**EXCERPTED TEXT:**
--*--

Think about The Journey of the Lubricant® in your facility.
From arrival, to storage, to transfer, to application, and throughout its lifecycle, contamination threats and lubricant degradation are lurking at every stage.
Contaminants and other lubricant degraders can get into your lubricant at any point in its journey and quickly compromise your equipment. Costly and stressful equipment downtime may follow. That's why it pays to be vigilant against contamination and lubricant degradation.
By following The Journey of the Lubricant® from arrival through lifecycle, you can see how every step offers an opportunity to implement preferred practices that mitigate risks.
The Chain-of-Custody Process
Arrival
01
Including Trico’s oil analysis services at this stage is essential from a forensic standpoint and starts the chain-of-custody process. Without a reference sample, diagnosing problems later in The Journey of the Lubricant becomes more difficult because there will be more variables to eliminate. Oil analysis is only as good as the sample taken during this stage, so the use of proper oil sampling products is recommended.

--*--

**INFORMATION SUPPLIED:**
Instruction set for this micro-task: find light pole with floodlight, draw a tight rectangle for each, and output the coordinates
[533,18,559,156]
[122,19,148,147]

--*--

**ASSIGNED TASK 1:**
How would you shorten the paragraph beginning "Including Trico’s oil analysis services" in the lubricant journey text into a brief list that keeps its main facts?
**ASSIGNED TASK 2:**
In the lubricant journey text, how does the part that begins at the words "Think about The" and stops after "and lubricant degradation." read with "lubricant degradation" swapped for "oil breakdown" each time it appears?

**PROBLEM SOLUTION 1:**
- Using Trico's oil analysis services at arrival is essential forensically and starts the chain-of-custody process.
- Without a reference sample, diagnosing problems later is harder because more variables must be eliminated.
- Oil analysis is only as good as the sample taken at this stage, so proper oil sampling products are recommended.

**PROBLEM SOLUTION 2:**
Think about The Journey of the Lubricant® in your facility.
From arrival, to storage, to transfer, to application, and throughout its lifecycle, contamination threats and oil breakdown are lurking at every stage.
Contaminants and other lubricant degraders can get into your lubricant at any point in its journey and quickly compromise your equipment. Costly and stressful equipment downtime may follow. That's why it pays to be vigilant against contamination and oil breakdown.